• _Text extract_
-- begin --

# Newbie here :)



## sampsonpody (Dec 21, 2007)

Hey everyone,

My name is Lauren, and I have a mini gelding named Sampson. He is a yearling (1.5). Right now we are working on the basics, but will eventually be driving. I have not trained a mini to drive myself before, but I have the help and support of many people who have done it. I have been riding for 9 years, but I no longer enjoy it and I am happy with my little boy.

I can't wait to meet you guys!

Lauren and Sampson (a.k.a. Pody)


----------



## buckaroo2010 (Nov 7, 2007)

Weclome to the forum! Nice to mett you and i hope you enjoy yourself on here


----------



## PoptartShop (Jul 25, 2010)

Welcome to the Horse Forum!


----------



## sampsonpody (Dec 21, 2007)

Thanks guys


----------



## gus_is-my_baby- (Nov 17, 2007)

hi i am a newbie here to and i would just like to say that i have a mini gelding named Gus, he is 6 years old and he is a cutie thank you


----------



## jazzyrider (Sep 16, 2007)

hiya and welcome  feel free to ask anything you need in here. its a great bunch of people with a lot of knowledge


----------



## free_sprtd (Oct 18, 2007)

welcome! Oh ya there is someone else who just joined who drives....maybe they could help you too! (feathers i believe)

have fun chatting!


----------



## I Love Lane (Dec 11, 2007)

HI *waves and smiles at you*

WELCOME TO THE FORUM!!!

Lyne


----------

-- end --

• _Tasks to perform_
1. Please list every distinct username that posts in the forum thread.
2. Answer these questions from the forum thread:
(a) For how many years has Lauren been riding?
(b) How old is Gus?
(c) What name does free_sprtd give for the other new member who drives?
3. Quote the forum thread word for word, starting at "## jazzyrider (Sep" and ending at "have fun chatting!".

• _Recorded information_

-- begin --

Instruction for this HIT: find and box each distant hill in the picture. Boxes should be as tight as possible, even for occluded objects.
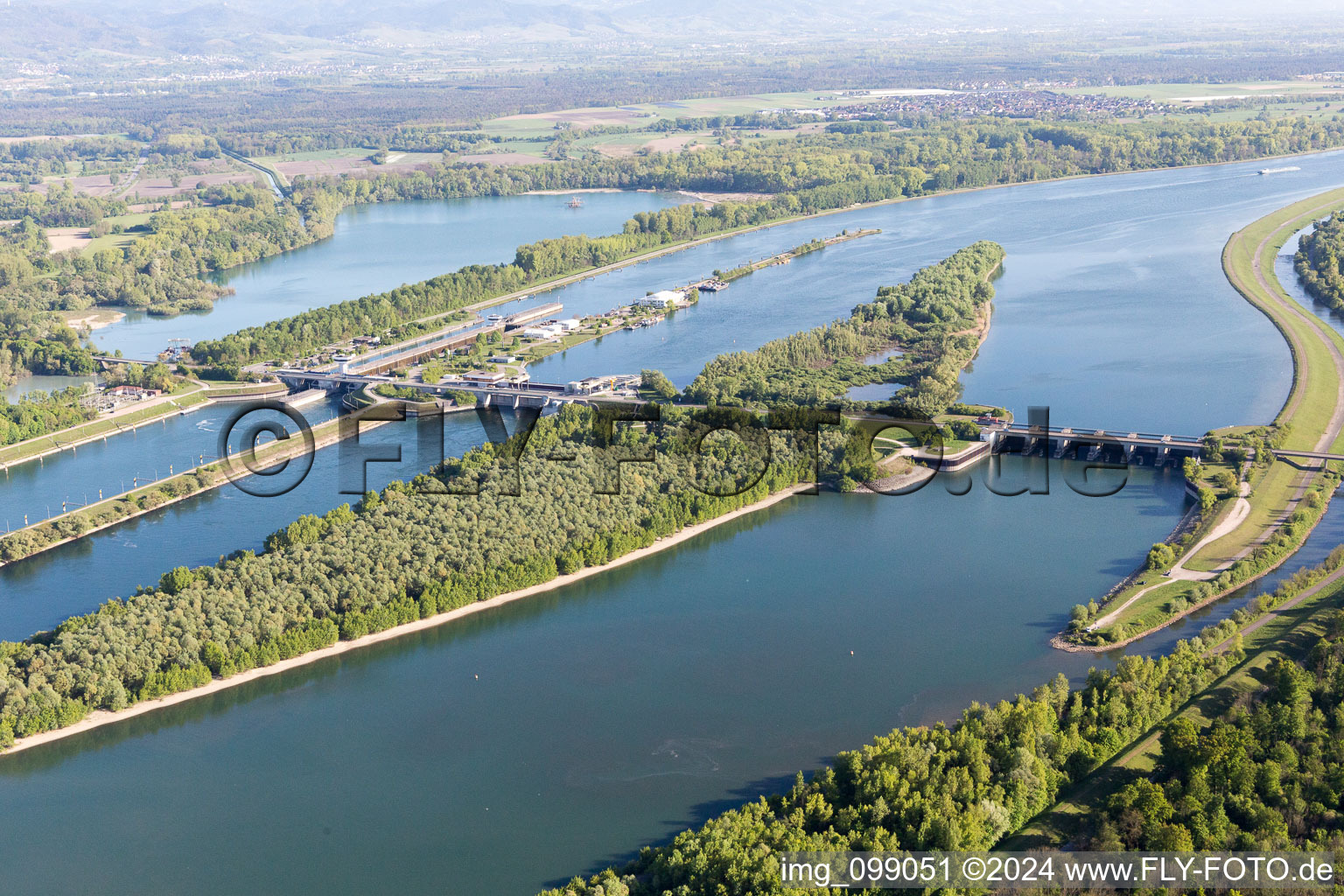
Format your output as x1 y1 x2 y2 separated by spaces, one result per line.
0 0 1344 63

-- end --

• _Answers for the tasks_
1.
sampsonpody
buckaroo2010
PoptartShop
gus_is-my_baby-
jazzyrider
free_sprtd
I Love Lane

2.
(a) 9 years
(b) 6 years old
(c) feathers

3.
## jazzyrider (Sep 16, 2007)

hiya and welcome  feel free to ask anything you need in here. its a great bunch of people with a lot of knowledge


----------



## free_sprtd (Oct 18, 2007)

welcome! Oh ya there is someone else who just joined who drives....maybe they could help you too! (feathers i believe)

have fun chatting!